» **WRITTEN TASK**
Send back the entries below exactly as they appear.

|---|

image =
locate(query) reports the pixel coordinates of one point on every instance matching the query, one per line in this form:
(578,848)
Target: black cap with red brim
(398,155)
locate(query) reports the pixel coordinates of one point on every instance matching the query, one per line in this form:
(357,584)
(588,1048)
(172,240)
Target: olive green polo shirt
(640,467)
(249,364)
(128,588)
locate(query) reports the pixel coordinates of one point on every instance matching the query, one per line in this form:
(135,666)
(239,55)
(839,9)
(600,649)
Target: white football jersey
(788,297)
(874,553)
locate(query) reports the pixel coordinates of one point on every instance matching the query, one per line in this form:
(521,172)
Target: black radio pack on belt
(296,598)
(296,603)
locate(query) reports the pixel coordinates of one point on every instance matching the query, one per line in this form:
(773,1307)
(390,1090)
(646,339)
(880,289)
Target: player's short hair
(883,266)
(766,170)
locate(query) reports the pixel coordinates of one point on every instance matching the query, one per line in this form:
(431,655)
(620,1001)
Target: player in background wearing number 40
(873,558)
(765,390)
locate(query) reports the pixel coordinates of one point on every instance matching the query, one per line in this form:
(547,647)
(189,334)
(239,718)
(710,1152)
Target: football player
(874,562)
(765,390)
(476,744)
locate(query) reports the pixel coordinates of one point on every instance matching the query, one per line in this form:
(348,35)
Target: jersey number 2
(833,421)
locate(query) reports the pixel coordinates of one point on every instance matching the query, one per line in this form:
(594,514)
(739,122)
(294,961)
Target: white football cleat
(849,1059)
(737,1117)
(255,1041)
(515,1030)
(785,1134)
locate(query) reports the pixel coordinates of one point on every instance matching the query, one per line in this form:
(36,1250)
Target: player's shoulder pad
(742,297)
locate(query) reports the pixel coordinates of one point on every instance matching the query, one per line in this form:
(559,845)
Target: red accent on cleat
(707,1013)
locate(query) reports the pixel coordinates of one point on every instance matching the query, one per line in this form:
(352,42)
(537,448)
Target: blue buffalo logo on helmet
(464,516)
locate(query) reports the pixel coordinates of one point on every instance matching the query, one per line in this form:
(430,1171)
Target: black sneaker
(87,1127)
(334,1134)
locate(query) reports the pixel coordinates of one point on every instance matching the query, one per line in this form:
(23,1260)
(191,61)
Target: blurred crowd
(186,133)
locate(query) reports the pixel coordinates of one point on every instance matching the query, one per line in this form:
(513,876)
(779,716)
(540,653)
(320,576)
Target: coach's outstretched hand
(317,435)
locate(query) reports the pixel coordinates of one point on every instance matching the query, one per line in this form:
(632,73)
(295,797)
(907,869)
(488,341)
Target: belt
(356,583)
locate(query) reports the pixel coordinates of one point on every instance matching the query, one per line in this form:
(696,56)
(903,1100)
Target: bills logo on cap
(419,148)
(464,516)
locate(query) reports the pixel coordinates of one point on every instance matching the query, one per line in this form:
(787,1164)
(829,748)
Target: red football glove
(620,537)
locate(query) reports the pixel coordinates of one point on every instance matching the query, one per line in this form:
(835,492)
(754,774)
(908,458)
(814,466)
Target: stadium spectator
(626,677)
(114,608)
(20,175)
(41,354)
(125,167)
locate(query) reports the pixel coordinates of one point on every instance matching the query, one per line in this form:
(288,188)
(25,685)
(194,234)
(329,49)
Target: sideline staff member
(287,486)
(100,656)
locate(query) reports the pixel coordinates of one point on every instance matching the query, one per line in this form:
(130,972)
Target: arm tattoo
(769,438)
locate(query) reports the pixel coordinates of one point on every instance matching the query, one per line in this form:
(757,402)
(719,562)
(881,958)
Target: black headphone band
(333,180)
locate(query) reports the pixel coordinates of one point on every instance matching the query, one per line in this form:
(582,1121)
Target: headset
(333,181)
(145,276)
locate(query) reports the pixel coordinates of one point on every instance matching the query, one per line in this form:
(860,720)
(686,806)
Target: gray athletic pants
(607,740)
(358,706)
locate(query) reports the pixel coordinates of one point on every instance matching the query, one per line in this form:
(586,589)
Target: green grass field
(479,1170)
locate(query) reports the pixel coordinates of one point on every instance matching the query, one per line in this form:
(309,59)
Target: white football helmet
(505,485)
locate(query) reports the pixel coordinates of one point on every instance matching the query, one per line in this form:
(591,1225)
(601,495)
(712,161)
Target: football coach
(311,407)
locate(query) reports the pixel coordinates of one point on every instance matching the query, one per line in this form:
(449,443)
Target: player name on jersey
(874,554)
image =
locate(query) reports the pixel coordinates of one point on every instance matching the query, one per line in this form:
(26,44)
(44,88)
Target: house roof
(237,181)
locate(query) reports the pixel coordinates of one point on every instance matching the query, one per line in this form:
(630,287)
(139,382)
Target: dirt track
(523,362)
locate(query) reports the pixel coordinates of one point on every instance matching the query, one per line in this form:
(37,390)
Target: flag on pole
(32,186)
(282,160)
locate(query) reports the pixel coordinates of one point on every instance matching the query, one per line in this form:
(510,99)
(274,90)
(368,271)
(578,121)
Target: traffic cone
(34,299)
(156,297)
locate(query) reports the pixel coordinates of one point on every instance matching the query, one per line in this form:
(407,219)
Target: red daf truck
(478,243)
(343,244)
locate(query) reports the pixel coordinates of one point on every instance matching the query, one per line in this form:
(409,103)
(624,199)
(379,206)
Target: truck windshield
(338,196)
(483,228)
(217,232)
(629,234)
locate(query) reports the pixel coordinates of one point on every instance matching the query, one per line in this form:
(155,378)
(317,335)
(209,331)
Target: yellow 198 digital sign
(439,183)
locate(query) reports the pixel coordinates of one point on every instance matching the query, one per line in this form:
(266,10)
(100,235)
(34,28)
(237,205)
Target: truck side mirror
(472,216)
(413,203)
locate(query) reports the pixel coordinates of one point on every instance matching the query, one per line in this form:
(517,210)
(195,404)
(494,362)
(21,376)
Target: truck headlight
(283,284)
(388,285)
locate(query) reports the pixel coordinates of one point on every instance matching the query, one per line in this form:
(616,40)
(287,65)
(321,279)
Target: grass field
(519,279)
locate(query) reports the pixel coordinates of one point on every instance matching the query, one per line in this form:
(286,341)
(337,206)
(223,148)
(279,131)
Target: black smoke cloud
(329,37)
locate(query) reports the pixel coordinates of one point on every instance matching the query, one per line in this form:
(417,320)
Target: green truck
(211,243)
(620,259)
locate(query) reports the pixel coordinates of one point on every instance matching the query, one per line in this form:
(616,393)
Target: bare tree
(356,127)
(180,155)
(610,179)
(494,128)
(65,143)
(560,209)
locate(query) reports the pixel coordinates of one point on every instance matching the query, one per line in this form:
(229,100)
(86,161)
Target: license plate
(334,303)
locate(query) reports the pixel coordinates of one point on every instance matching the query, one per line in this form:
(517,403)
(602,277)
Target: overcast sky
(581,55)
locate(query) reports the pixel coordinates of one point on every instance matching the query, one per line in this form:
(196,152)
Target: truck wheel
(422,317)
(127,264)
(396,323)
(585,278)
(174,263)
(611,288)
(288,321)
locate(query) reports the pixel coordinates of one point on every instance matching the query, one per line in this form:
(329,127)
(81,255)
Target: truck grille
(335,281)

|---|

» **CORRECT OUTPUT**
image =
locate(query) reports the pixel coordinates of one point on every instance matching the query, one per line in this form:
(578,848)
Target: black cap with red brim
(398,155)
locate(query) reports the pixel coordinates of one point on every instance matching the query, one per line in this form:
(357,584)
(588,1048)
(172,240)
Target: olive green polo shirt
(640,467)
(249,364)
(128,588)
locate(query) reports the pixel coordinates of one point on every instance matching the query, one per line in this form:
(135,666)
(239,55)
(839,9)
(600,649)
Target: white football jersey
(788,297)
(874,553)
locate(query) reports the pixel coordinates of one point on every instance matching the query, one per line in this form:
(521,172)
Target: black radio pack on belt
(296,598)
(296,603)
locate(query) reports the pixel coordinates of one point on every instance matching the query, one per line in this form:
(773,1307)
(390,1090)
(646,339)
(880,289)
Target: player's short hair
(883,266)
(766,170)
locate(query) reports the pixel coordinates of one point on every instance matching the query, one per line in this form:
(431,655)
(620,1001)
Target: player in background wearing number 40
(873,558)
(765,390)
locate(query) reports the pixel coordinates of one point on every instance matching the query, one per line in this form:
(547,647)
(189,334)
(239,718)
(710,1152)
Target: football player
(874,562)
(765,390)
(476,744)
locate(query) reports the pixel coordinates of one point on every instance matching the query, one per line in this form:
(348,35)
Target: jersey number 2
(833,421)
locate(query) reports the pixel coordinates of one point on every instance matching the query, one per line in this form:
(594,514)
(739,122)
(294,961)
Target: white football cleat
(849,1059)
(737,1117)
(255,1041)
(515,1030)
(785,1134)
locate(query) reports the pixel coordinates of one point on every instance matching the query, one per line in this form:
(36,1250)
Target: player's shoulder pad
(742,297)
locate(query) reports the pixel coordinates of one point on every instance matching the query, one per line in this form:
(559,845)
Target: red accent on cleat
(707,1013)
locate(query) reports the pixel coordinates of one point on every instance matching the query, one per line in this form:
(352,42)
(537,448)
Target: blue buffalo logo on helmet
(464,516)
locate(query) reports the pixel coordinates of one point on every instance matching the query, one per line in this form:
(430,1171)
Target: black sneaker
(87,1127)
(334,1134)
locate(query) reports the pixel coordinates of one point on every instance matching the query, one per line in this form:
(23,1260)
(191,61)
Target: blurred crowd
(186,133)
locate(query) reports the pixel coordinates of one point on every instance matching the query, one per line in this form:
(513,876)
(779,716)
(540,653)
(320,576)
Target: coach's outstretched hand
(317,435)
locate(query) reports the pixel coordinates of one point on every instance matching the query, one per line in this form:
(632,73)
(295,797)
(907,869)
(488,341)
Target: belt
(356,583)
locate(query) reports the pixel coordinates of one point on every instance matching the query, one per line in this form:
(696,56)
(903,1100)
Target: bills logo on cap
(419,148)
(464,516)
locate(query) reports the pixel coordinates of one point on every instance matching the query, one per line in this form:
(787,1164)
(829,748)
Target: red football glove
(620,537)
locate(query) reports the pixel coordinates of one point on every instance matching the query, one per line in this form:
(835,492)
(754,774)
(908,458)
(814,466)
Target: stadium spectator
(626,677)
(114,608)
(20,175)
(41,354)
(125,167)
locate(query) reports the pixel coordinates of one point on every instance matching the query, one per line in this form:
(288,188)
(25,685)
(194,234)
(329,49)
Target: sideline staff member
(287,486)
(100,656)
locate(query) reports the pixel coordinates of one point on every instance matching the query, one per line in this form:
(130,972)
Target: arm tattoo
(769,438)
locate(query) reports the pixel coordinates of one point on every instance matching the query, one per line in this form:
(757,402)
(719,562)
(881,958)
Target: black headphone band
(333,180)
locate(query) reports the pixel coordinates of one point on every instance matching the query, one per line in this form:
(582,1121)
Target: headset
(333,181)
(145,276)
locate(query) reports the pixel coordinates of one point on every instance matching the query, one per line in this form:
(860,720)
(686,806)
Target: gray athletic pants
(607,740)
(358,706)
locate(query) reports the pixel coordinates of one point on every instance matching the query, one per line in this form:
(586,589)
Target: green grass field
(479,1170)
locate(query) reports the pixel coordinates of one point on every instance matching the query, one per line in this form:
(309,59)
Target: white football helmet
(505,485)
locate(query) reports the pixel coordinates of one point on every instance matching the query, one per line in this form:
(591,1225)
(601,495)
(712,161)
Target: football coach
(311,407)
locate(query) reports the pixel coordinates of one point on every instance matching the query, one per line in this form:
(449,443)
Target: player name on jersey
(874,554)
image =
locate(query) reports the pixel coordinates of one point on every instance matching the query, one per line in this form:
(26,44)
(44,88)
Target: house roof
(237,181)
locate(query) reports the pixel coordinates of one point on every instance matching the query, one per line in this form:
(630,287)
(139,382)
Target: dirt track
(523,362)
locate(query) reports the pixel coordinates of one point on every instance matching the query, one per line in this form:
(37,390)
Target: flag on pole
(32,186)
(282,160)
locate(query) reports the pixel coordinates of one point on every instance matching the query, one per line in this form:
(510,99)
(274,90)
(368,271)
(578,121)
Target: traffic cone
(34,299)
(156,297)
locate(query) reports the pixel coordinates of one point on every instance matching the query, one per line in this form:
(407,219)
Target: red daf truck
(478,243)
(343,244)
locate(query) reports the pixel coordinates of one point on every instance matching the query, one per line in this form:
(409,103)
(624,199)
(379,206)
Target: truck windshield
(338,196)
(483,228)
(217,232)
(629,234)
locate(query) reports the pixel coordinates of one point on every instance matching the query, one per line in this form:
(155,378)
(317,335)
(209,331)
Target: yellow 198 digital sign
(439,183)
locate(query) reports the pixel coordinates of one point on every instance matching the query, one per line in this form:
(266,10)
(100,235)
(34,28)
(237,205)
Target: truck side mirror
(472,216)
(413,203)
locate(query) reports the pixel coordinates of one point on every instance matching the query, one per line in this form:
(517,210)
(195,404)
(494,362)
(21,376)
Target: truck headlight
(283,284)
(388,285)
locate(query) reports the pixel coordinates of one point on every instance matching the query, one per line in this form:
(616,40)
(287,65)
(321,279)
Target: grass field
(519,279)
locate(query) reports the pixel coordinates of one point on every instance matching the query, one per line in this form:
(286,341)
(337,206)
(223,148)
(279,131)
Target: black smoke cloud
(329,37)
locate(query) reports the pixel coordinates of one point on every instance matching the query, one per line in this form:
(417,320)
Target: green truck
(211,243)
(620,259)
locate(query) reports the pixel coordinates of one point on every instance matching the query, one per line in this form:
(616,393)
Target: bare tree
(356,127)
(180,155)
(610,179)
(494,128)
(65,143)
(560,209)
locate(query) reports the pixel coordinates of one point on every instance matching the query, one per line in this form:
(229,100)
(86,161)
Target: license plate
(334,303)
locate(query) reports the pixel coordinates of one point on every instance matching the query, one per line in this form:
(517,403)
(602,277)
Target: overcast sky
(581,55)
locate(query) reports the pixel coordinates of one point on every instance matching the query, one per line in this form:
(196,152)
Target: truck wheel
(422,317)
(127,264)
(396,323)
(585,278)
(174,263)
(611,288)
(288,321)
locate(query) reports the pixel coordinates of one point on every instance matching the query, one per line in this form:
(329,127)
(81,255)
Target: truck grille
(335,281)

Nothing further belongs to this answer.